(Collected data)
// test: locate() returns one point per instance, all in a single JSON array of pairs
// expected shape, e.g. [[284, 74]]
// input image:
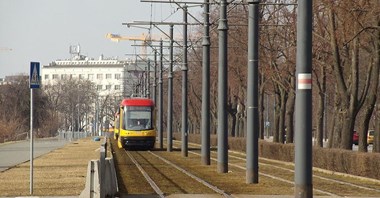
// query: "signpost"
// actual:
[[34, 82]]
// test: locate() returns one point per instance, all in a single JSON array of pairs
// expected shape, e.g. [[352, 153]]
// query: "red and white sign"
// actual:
[[304, 81]]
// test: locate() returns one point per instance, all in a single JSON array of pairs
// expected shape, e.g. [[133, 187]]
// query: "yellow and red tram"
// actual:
[[135, 123]]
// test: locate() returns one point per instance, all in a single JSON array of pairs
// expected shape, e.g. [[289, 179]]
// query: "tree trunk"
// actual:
[[281, 124], [261, 108], [276, 118], [321, 108], [290, 114]]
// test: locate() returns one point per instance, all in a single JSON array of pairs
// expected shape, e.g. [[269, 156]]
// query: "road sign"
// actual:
[[34, 77]]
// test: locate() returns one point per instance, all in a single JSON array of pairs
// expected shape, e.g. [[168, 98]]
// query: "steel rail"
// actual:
[[147, 177], [200, 180]]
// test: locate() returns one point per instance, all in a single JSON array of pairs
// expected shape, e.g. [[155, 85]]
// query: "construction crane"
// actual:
[[5, 49], [146, 40]]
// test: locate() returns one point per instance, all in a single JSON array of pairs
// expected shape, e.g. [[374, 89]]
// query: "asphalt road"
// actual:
[[15, 153]]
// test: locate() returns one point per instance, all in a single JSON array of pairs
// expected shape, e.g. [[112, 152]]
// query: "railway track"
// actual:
[[162, 176], [174, 174], [324, 183]]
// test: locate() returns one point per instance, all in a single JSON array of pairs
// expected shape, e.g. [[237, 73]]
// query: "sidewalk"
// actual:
[[59, 171], [14, 153]]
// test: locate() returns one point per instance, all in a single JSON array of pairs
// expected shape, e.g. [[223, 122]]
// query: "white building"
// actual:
[[111, 76]]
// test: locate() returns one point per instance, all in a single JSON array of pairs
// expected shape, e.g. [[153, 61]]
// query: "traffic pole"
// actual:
[[303, 112], [205, 130], [222, 91], [252, 94]]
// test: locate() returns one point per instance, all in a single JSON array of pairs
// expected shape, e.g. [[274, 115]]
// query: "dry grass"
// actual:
[[60, 173]]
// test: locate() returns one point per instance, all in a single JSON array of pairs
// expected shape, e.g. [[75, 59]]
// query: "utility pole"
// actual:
[[170, 81], [160, 98], [170, 95], [303, 112], [252, 94], [205, 130], [155, 79], [184, 87], [222, 91]]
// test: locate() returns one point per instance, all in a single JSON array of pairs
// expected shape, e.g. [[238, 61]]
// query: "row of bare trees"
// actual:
[[15, 110], [67, 104], [346, 42]]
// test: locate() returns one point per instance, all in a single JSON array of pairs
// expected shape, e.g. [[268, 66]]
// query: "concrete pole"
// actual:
[[184, 87], [155, 79], [252, 94], [160, 98], [148, 80], [222, 91], [205, 130], [170, 95], [31, 144], [303, 113]]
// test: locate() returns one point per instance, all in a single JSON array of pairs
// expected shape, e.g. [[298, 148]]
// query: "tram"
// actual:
[[116, 125], [135, 123]]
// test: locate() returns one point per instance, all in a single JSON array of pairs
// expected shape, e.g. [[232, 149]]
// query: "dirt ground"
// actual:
[[61, 172]]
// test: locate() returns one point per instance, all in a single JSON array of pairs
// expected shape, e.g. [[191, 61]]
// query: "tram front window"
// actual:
[[138, 118]]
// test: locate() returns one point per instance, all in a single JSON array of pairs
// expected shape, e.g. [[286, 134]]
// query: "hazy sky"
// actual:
[[43, 30]]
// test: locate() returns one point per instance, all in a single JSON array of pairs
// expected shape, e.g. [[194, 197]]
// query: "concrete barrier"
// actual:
[[101, 180]]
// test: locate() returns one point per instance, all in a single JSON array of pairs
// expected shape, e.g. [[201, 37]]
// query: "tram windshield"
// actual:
[[137, 118]]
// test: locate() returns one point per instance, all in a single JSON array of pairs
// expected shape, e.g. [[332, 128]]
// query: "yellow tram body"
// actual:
[[135, 126]]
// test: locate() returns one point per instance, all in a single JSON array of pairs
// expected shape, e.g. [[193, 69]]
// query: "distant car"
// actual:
[[370, 136], [355, 138]]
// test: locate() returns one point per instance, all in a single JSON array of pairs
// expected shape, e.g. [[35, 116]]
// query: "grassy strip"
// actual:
[[61, 172]]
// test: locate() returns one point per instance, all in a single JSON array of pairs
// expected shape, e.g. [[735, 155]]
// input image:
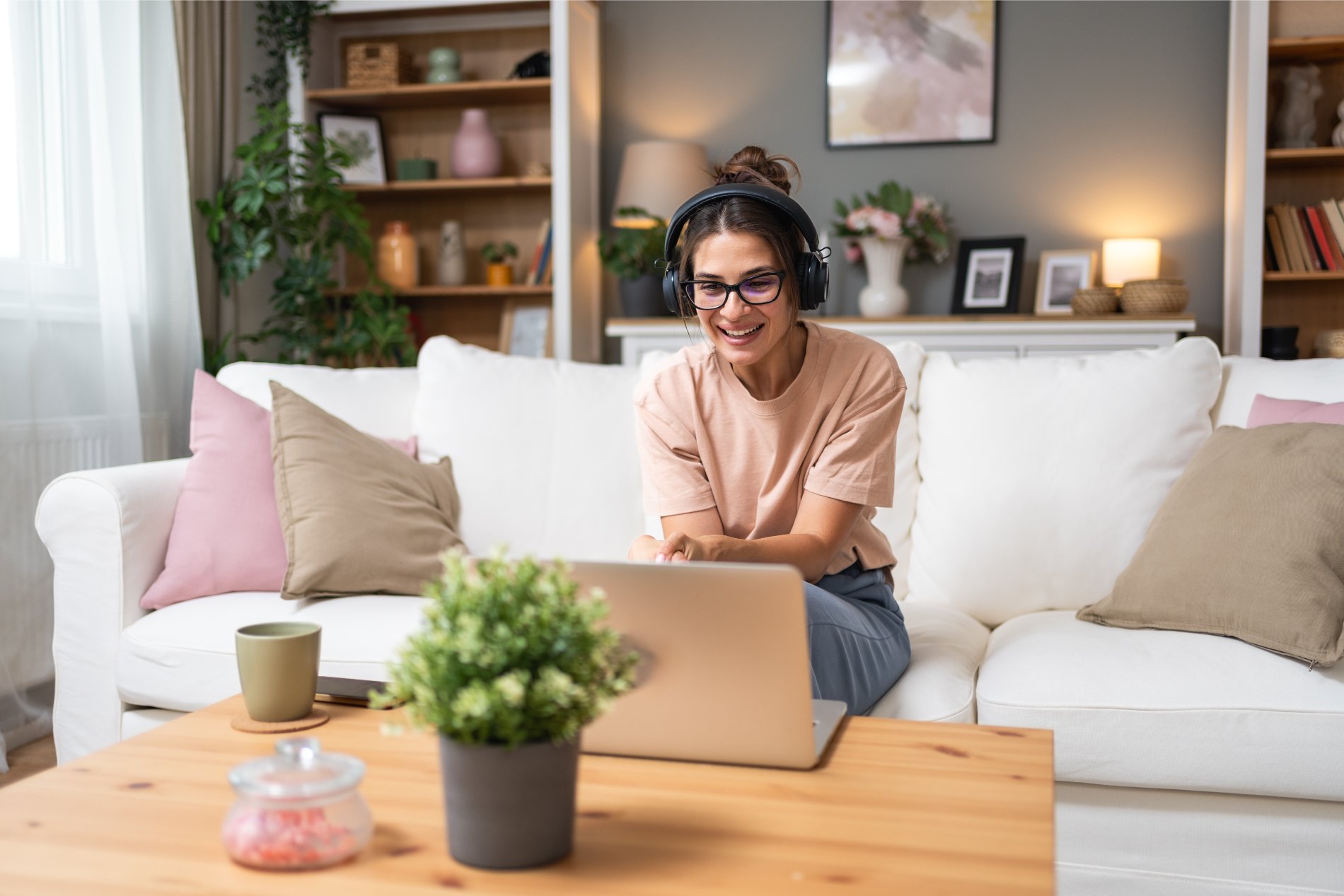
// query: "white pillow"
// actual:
[[1039, 476], [543, 452]]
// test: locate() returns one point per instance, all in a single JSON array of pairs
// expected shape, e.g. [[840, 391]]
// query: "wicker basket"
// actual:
[[376, 65], [1154, 297], [1094, 300]]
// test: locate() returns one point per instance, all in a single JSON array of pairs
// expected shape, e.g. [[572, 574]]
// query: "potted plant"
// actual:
[[631, 253], [509, 668], [499, 272], [885, 230]]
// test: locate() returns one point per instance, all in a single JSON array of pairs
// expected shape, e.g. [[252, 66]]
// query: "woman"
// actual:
[[775, 442]]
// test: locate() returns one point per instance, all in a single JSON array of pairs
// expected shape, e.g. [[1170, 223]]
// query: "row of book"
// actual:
[[539, 273], [1304, 238]]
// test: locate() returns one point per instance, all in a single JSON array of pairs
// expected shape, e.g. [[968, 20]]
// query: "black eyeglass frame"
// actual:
[[688, 289]]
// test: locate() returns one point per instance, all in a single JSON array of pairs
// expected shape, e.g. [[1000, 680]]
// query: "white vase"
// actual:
[[884, 296]]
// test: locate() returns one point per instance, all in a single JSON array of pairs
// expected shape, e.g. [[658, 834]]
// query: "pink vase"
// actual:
[[476, 149]]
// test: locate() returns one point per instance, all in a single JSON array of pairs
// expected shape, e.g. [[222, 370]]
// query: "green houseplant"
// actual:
[[509, 668], [632, 253]]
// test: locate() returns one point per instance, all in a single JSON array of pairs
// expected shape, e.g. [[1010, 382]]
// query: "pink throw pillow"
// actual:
[[226, 530], [1266, 412]]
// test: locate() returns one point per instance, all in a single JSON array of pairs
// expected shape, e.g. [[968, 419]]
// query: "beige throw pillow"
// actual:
[[358, 515], [1249, 543]]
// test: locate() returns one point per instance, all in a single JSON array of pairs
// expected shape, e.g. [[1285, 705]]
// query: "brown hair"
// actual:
[[741, 215]]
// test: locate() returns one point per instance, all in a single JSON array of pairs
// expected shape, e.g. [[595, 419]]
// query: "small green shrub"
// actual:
[[509, 655]]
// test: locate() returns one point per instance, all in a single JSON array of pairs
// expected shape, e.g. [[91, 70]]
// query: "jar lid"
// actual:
[[299, 770]]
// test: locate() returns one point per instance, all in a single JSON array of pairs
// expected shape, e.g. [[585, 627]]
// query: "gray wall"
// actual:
[[1111, 122]]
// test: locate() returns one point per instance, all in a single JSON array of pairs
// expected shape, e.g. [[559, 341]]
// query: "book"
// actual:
[[1323, 246], [1276, 242]]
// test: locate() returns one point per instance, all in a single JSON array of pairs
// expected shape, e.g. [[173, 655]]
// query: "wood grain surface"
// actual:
[[896, 808]]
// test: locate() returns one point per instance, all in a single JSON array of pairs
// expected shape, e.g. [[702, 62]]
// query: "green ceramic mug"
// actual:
[[277, 665]]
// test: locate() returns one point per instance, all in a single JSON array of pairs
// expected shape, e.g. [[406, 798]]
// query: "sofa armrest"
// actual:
[[108, 535]]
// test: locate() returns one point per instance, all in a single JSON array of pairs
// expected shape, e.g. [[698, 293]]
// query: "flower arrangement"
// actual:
[[893, 213], [509, 655]]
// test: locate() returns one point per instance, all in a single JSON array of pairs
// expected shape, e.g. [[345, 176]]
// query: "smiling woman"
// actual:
[[775, 441]]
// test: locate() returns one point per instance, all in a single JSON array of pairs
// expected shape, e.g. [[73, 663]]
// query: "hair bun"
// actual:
[[754, 165]]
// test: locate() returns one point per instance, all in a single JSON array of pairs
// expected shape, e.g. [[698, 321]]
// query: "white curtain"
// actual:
[[100, 327]]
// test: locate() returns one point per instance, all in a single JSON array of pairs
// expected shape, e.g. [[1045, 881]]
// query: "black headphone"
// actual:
[[811, 267]]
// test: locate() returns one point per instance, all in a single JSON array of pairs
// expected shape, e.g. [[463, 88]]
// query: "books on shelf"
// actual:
[[1304, 238]]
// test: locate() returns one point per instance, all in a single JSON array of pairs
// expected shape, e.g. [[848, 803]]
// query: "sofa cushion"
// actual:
[[1041, 476], [543, 452], [182, 657], [940, 684], [1319, 379], [1151, 709]]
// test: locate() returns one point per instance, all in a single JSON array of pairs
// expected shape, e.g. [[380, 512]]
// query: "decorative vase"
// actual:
[[452, 255], [884, 296], [443, 66], [476, 149], [397, 260], [510, 808]]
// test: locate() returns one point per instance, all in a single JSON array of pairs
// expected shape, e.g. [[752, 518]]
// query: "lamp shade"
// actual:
[[658, 176], [1127, 260]]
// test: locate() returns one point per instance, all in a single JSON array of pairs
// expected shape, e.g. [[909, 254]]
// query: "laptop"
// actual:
[[724, 675]]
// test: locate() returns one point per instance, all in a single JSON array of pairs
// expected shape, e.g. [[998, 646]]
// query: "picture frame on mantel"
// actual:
[[906, 74], [988, 276]]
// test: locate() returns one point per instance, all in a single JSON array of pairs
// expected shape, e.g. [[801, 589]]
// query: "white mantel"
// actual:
[[963, 337]]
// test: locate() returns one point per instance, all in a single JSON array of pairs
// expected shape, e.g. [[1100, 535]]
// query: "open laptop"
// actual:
[[725, 673]]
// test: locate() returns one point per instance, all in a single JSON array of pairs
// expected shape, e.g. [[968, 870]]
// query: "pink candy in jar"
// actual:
[[299, 809]]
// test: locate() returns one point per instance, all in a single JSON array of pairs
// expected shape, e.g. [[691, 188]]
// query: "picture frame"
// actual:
[[1063, 272], [988, 276], [908, 74], [363, 136], [526, 330]]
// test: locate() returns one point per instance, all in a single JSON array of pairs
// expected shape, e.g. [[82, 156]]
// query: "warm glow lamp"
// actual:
[[1127, 260], [658, 176]]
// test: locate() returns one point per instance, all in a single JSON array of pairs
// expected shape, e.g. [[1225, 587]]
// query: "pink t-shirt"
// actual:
[[705, 442]]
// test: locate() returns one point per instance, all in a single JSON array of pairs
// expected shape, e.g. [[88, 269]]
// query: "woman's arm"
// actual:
[[819, 533]]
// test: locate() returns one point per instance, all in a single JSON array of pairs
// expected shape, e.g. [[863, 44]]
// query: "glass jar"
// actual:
[[299, 809]]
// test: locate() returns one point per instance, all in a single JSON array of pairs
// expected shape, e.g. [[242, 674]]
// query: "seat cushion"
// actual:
[[940, 684], [182, 657], [1175, 709]]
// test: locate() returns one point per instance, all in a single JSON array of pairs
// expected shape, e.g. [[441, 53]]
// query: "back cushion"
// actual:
[[1041, 476], [373, 400], [1244, 378], [543, 452]]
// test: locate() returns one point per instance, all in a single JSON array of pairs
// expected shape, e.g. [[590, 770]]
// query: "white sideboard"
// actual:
[[963, 337]]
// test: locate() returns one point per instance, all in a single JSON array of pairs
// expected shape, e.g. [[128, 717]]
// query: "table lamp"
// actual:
[[658, 176], [1127, 260]]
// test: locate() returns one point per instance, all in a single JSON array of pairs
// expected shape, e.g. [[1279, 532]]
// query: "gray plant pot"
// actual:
[[510, 808], [643, 297]]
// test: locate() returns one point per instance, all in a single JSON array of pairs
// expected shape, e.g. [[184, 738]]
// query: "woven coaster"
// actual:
[[311, 721]]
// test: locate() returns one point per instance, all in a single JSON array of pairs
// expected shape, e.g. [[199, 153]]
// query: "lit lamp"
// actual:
[[656, 176], [1127, 260]]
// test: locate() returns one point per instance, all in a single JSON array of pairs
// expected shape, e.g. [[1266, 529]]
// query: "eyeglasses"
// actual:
[[710, 294]]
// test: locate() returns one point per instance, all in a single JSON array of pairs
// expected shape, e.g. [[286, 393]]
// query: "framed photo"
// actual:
[[1062, 272], [910, 73], [363, 137], [526, 330], [988, 276]]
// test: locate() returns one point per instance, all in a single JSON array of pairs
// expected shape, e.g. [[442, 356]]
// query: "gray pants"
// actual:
[[858, 637]]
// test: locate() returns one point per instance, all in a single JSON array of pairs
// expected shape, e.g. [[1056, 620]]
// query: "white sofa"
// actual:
[[1186, 763]]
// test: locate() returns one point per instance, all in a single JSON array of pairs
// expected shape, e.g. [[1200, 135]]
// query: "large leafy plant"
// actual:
[[509, 655]]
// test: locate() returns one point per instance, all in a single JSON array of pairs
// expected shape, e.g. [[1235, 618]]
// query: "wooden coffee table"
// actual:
[[896, 808]]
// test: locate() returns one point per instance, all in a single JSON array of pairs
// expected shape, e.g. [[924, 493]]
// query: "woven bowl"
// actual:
[[1154, 297], [1094, 300]]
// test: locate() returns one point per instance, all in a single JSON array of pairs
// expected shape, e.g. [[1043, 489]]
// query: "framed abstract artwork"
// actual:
[[920, 71]]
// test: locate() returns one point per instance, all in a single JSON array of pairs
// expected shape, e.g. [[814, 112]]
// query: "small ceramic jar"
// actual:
[[299, 809]]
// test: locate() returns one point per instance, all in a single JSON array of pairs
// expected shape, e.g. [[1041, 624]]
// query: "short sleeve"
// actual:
[[670, 460], [859, 460]]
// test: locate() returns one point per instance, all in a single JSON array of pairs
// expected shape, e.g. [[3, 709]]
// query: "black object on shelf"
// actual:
[[1278, 343]]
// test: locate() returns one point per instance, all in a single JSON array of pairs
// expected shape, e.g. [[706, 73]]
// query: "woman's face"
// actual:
[[743, 334]]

- ACTIVITY
Go through the data and show every line where "woman" occurs.

- WRITTEN SOLUTION
// query: "woman"
// query: "smiling woman"
// query: "woman's arm"
// query: "woman's face"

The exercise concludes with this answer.